For this exercise, repeat each entry exactly as written.
___ Material for this task ___
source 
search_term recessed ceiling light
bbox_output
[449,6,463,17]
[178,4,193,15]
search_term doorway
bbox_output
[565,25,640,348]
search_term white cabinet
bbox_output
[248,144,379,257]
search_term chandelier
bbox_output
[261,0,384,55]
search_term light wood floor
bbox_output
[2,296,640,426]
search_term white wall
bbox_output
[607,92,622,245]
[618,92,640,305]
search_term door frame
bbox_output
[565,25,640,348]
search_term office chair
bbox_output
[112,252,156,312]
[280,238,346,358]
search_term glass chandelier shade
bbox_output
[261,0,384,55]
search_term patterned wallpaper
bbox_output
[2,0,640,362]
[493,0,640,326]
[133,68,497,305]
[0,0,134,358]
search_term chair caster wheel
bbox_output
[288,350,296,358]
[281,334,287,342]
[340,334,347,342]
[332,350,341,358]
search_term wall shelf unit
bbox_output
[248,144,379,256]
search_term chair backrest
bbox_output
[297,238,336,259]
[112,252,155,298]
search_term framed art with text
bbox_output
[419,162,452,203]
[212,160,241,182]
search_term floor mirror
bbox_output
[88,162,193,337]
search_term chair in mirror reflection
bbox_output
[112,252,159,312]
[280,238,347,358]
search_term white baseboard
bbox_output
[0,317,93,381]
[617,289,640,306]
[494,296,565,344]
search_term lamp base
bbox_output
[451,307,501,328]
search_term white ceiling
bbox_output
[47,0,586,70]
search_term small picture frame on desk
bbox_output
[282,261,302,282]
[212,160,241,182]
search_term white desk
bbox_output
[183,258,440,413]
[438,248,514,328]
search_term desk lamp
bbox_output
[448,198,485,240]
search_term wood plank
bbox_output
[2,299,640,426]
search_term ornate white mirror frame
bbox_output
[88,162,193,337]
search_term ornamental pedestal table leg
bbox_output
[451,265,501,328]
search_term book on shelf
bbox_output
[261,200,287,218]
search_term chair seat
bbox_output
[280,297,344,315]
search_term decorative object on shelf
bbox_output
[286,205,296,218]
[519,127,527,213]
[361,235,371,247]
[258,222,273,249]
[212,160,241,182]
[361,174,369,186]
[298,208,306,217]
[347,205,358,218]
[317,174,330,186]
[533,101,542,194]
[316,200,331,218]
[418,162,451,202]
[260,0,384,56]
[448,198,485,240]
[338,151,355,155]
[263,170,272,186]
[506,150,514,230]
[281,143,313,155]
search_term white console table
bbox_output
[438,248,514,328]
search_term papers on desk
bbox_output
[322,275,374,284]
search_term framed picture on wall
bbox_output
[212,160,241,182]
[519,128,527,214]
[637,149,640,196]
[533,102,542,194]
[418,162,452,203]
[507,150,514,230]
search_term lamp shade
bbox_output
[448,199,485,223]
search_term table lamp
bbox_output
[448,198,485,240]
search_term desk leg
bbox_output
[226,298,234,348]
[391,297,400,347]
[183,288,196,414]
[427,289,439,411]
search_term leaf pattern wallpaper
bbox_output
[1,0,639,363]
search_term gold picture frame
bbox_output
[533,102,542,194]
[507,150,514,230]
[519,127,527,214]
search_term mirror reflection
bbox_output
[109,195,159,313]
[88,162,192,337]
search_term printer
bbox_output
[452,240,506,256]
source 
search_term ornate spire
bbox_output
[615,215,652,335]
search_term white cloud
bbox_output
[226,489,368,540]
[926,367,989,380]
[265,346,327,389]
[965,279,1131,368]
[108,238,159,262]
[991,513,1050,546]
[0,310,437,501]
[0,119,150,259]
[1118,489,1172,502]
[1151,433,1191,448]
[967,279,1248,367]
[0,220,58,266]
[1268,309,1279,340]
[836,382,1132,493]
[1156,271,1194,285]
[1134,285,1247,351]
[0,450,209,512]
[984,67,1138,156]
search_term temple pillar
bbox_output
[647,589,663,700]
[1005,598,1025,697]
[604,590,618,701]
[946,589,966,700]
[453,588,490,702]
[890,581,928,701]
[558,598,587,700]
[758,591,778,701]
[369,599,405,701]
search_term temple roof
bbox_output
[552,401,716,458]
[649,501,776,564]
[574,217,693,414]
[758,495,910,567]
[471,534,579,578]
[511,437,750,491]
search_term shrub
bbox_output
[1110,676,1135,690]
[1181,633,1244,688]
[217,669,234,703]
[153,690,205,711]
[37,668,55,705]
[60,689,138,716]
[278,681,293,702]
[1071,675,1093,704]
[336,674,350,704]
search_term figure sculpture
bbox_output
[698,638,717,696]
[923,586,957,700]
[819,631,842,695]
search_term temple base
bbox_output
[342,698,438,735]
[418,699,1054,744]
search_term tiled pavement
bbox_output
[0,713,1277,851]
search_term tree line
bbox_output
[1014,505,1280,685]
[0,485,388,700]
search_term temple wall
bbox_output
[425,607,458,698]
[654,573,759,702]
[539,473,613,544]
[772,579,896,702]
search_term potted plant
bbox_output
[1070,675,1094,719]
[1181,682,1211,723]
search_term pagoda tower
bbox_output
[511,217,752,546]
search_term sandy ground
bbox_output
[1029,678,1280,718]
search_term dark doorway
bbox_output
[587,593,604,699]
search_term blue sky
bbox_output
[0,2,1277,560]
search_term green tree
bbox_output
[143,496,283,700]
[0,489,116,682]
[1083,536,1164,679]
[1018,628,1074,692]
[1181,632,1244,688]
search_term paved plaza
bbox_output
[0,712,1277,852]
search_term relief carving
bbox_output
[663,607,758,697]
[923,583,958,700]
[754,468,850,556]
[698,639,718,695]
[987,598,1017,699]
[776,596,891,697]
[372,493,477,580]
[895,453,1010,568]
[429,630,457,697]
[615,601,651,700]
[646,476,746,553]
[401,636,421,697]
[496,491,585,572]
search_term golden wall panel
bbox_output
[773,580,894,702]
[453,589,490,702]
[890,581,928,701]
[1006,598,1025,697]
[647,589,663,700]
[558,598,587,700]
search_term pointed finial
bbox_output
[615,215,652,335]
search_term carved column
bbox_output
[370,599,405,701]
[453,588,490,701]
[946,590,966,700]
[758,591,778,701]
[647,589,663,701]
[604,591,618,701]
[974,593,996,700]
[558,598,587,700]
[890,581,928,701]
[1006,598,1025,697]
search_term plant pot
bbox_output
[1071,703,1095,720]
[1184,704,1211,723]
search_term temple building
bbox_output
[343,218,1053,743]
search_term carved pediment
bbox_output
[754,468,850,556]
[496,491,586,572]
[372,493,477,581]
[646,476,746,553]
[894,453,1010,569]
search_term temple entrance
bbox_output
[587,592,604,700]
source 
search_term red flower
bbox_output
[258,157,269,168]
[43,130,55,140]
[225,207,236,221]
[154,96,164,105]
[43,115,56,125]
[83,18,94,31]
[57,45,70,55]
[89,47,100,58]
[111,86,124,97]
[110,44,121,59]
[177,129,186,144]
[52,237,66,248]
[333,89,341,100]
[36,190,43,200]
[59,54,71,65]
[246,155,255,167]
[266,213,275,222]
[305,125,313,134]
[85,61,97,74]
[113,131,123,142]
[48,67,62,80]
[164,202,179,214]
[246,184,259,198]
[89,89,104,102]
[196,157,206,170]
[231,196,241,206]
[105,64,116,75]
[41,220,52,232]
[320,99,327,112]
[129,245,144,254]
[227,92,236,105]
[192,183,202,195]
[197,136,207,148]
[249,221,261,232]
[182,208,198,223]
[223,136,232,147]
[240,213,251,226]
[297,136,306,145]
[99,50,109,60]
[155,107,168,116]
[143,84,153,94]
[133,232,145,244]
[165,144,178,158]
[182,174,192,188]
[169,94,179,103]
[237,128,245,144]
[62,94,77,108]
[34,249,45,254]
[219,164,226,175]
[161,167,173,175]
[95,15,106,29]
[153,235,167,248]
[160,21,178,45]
___
[Result for this task]:
source 
search_term recessed ceiling light
bbox_output
[449,6,463,17]
[178,4,193,15]
search_term doorway
bbox_output
[565,25,640,348]
search_term white cabinet
bbox_output
[248,144,379,257]
search_term chandelier
bbox_output
[261,0,384,55]
search_term light wood floor
bbox_output
[2,296,640,426]
search_term white wall
bbox_output
[607,92,622,245]
[618,92,640,305]
search_term door frame
bbox_output
[565,25,640,348]
search_term office chair
bbox_output
[112,252,156,312]
[280,238,346,358]
search_term glass chandelier shade
bbox_output
[261,0,384,55]
search_term patterned wallpaper
bbox_output
[2,0,640,362]
[493,0,640,326]
[133,68,497,305]
[0,0,134,358]
search_term chair caster wheel
bbox_output
[288,350,296,358]
[281,334,287,342]
[340,334,347,342]
[332,350,341,358]
search_term wall shelf unit
bbox_output
[248,144,379,256]
search_term chair backrest
bbox_output
[297,238,336,259]
[112,252,155,298]
search_term framed art with text
bbox_output
[419,162,452,203]
[212,160,241,182]
search_term floor mirror
bbox_output
[88,162,193,337]
search_term chair in mirror reflection
bbox_output
[112,252,159,312]
[280,238,347,358]
search_term white baseboard
bbox_output
[0,317,93,381]
[617,289,640,306]
[494,296,565,344]
search_term lamp base
bbox_output
[451,307,501,328]
search_term white ceiling
bbox_output
[47,0,586,70]
search_term small picture frame on desk
bbox_output
[282,261,302,282]
[212,160,241,182]
search_term white desk
bbox_output
[183,258,440,413]
[438,248,514,328]
search_term desk lamp
bbox_output
[448,198,485,240]
search_term wood plank
bbox_output
[2,299,640,426]
search_term ornate white mirror frame
bbox_output
[88,162,193,337]
search_term ornamental pedestal table leg
bbox_output
[451,265,501,328]
search_term book on shelf
bbox_output
[261,200,287,218]
search_term chair seat
bbox_output
[280,297,344,315]
search_term decorative object on shelf
bbox_output
[286,205,296,218]
[519,127,527,213]
[361,235,371,247]
[258,222,273,249]
[212,160,241,182]
[361,174,369,186]
[298,208,306,217]
[347,205,358,218]
[317,174,330,186]
[533,101,542,194]
[316,200,331,218]
[418,162,451,202]
[260,0,384,56]
[448,198,485,240]
[338,151,355,155]
[263,170,272,186]
[506,150,514,230]
[281,143,313,155]
search_term white console table
bbox_output
[438,248,514,328]
search_term papers on desk
bbox_output
[322,275,374,284]
search_term framed picture on wall
bbox_output
[212,160,241,182]
[519,128,527,214]
[637,149,640,196]
[533,102,542,194]
[418,162,452,203]
[507,150,514,230]
search_term lamp shade
bbox_output
[448,199,485,223]
search_term table lamp
bbox_output
[448,198,485,240]
search_term desk leg
bbox_output
[226,298,234,348]
[391,297,400,347]
[183,288,196,414]
[427,289,439,411]
search_term leaf pattern wallpaper
bbox_output
[1,0,639,363]
search_term gold picture frame
bbox_output
[533,102,542,194]
[507,150,514,230]
[519,127,527,214]
search_term mirror reflection
bbox_output
[109,195,159,313]
[88,162,192,337]
search_term printer
bbox_output
[452,240,506,256]
source 
search_term ornate spire
bbox_output
[615,215,652,335]
search_term white cloud
bbox_output
[226,489,368,540]
[926,367,989,380]
[265,346,327,389]
[965,279,1131,368]
[108,238,159,262]
[991,513,1050,546]
[0,310,437,501]
[0,119,150,259]
[1118,489,1172,502]
[1151,433,1191,448]
[967,279,1248,367]
[0,220,58,266]
[1268,309,1279,340]
[836,382,1132,493]
[1156,271,1194,285]
[1134,285,1247,351]
[0,450,209,512]
[984,67,1138,156]
search_term temple pillar
bbox_output
[647,589,663,700]
[1005,598,1025,697]
[604,590,618,701]
[946,589,966,700]
[453,588,490,702]
[890,581,928,701]
[558,598,587,700]
[758,591,778,701]
[369,599,405,701]
search_term temple roof
bbox_output
[552,401,716,458]
[649,501,776,564]
[574,217,693,414]
[758,495,910,567]
[471,534,579,578]
[511,437,750,491]
search_term shrub
bbox_output
[1110,676,1135,690]
[1181,633,1244,688]
[217,669,234,703]
[153,690,205,711]
[37,668,55,705]
[60,689,138,716]
[278,681,293,702]
[1071,675,1093,704]
[336,674,350,704]
search_term figure sculpture
bbox_output
[698,638,717,696]
[923,586,957,700]
[819,631,842,695]
search_term temple base
bbox_output
[342,698,438,735]
[418,699,1054,744]
search_term tiled pavement
bbox_output
[0,713,1277,851]
search_term tree line
bbox_output
[1014,505,1280,685]
[0,485,388,700]
search_term temple wall
bbox_output
[425,607,458,698]
[654,573,759,702]
[539,473,613,544]
[772,579,896,702]
search_term potted plant
bbox_output
[1070,675,1094,719]
[1181,682,1211,723]
search_term pagoda tower
bbox_output
[511,217,752,546]
search_term sandy ground
bbox_output
[1029,678,1280,718]
search_term dark doorway
bbox_output
[587,593,604,699]
search_term blue sky
bbox_output
[0,2,1277,560]
search_term green tree
bbox_output
[143,496,283,700]
[0,489,116,682]
[1083,536,1164,679]
[1018,628,1074,692]
[1181,632,1244,688]
search_term paved plaza
bbox_output
[0,712,1277,852]
search_term relief carving
bbox_output
[663,607,758,697]
[923,583,958,700]
[754,468,850,556]
[698,639,718,695]
[987,598,1017,699]
[776,596,891,697]
[372,493,477,580]
[895,453,1010,568]
[429,630,457,697]
[615,601,651,700]
[646,476,746,553]
[401,636,421,697]
[496,491,585,572]
search_term golden wall panel
bbox_output
[773,580,894,702]
[453,589,490,702]
[890,581,928,701]
[1006,598,1025,697]
[647,589,663,700]
[558,598,587,700]
search_term pointed finial
bbox_output
[615,215,652,335]
search_term carved column
bbox_output
[370,599,405,701]
[453,588,490,701]
[946,590,966,700]
[758,591,778,701]
[647,589,663,701]
[604,591,618,701]
[974,593,996,700]
[558,598,587,700]
[890,581,928,701]
[1006,598,1025,697]
search_term plant pot
bbox_output
[1071,703,1095,720]
[1184,704,1211,723]
search_term temple building
bbox_output
[343,218,1053,743]
search_term carved pediment
bbox_output
[754,468,850,556]
[496,491,586,572]
[372,493,477,581]
[646,476,746,553]
[894,453,1010,569]
search_term temple entrance
bbox_output
[587,592,604,700]
source 
search_term red flower
bbox_output
[258,157,269,168]
[43,130,55,140]
[225,207,236,221]
[154,96,164,105]
[43,115,56,125]
[83,18,94,31]
[57,45,70,55]
[89,47,100,58]
[111,86,124,97]
[110,44,121,59]
[177,129,186,144]
[52,237,66,248]
[333,89,341,100]
[36,190,43,200]
[59,54,71,65]
[246,155,255,167]
[266,213,275,222]
[305,125,313,134]
[85,61,97,74]
[113,131,123,142]
[48,67,62,80]
[164,202,179,214]
[246,184,259,198]
[89,89,104,102]
[196,157,206,170]
[231,196,241,206]
[105,64,116,75]
[41,220,52,232]
[320,99,327,112]
[129,245,144,254]
[227,92,236,105]
[192,183,202,195]
[197,136,207,148]
[249,221,261,232]
[182,208,198,223]
[223,136,232,147]
[240,213,251,226]
[297,136,306,145]
[99,50,109,60]
[155,107,168,116]
[143,84,153,94]
[133,232,145,244]
[165,144,178,158]
[182,174,192,188]
[169,94,179,103]
[237,128,245,144]
[62,94,77,108]
[34,249,45,254]
[219,164,226,175]
[161,167,173,175]
[95,15,106,29]
[153,235,167,248]
[160,21,178,45]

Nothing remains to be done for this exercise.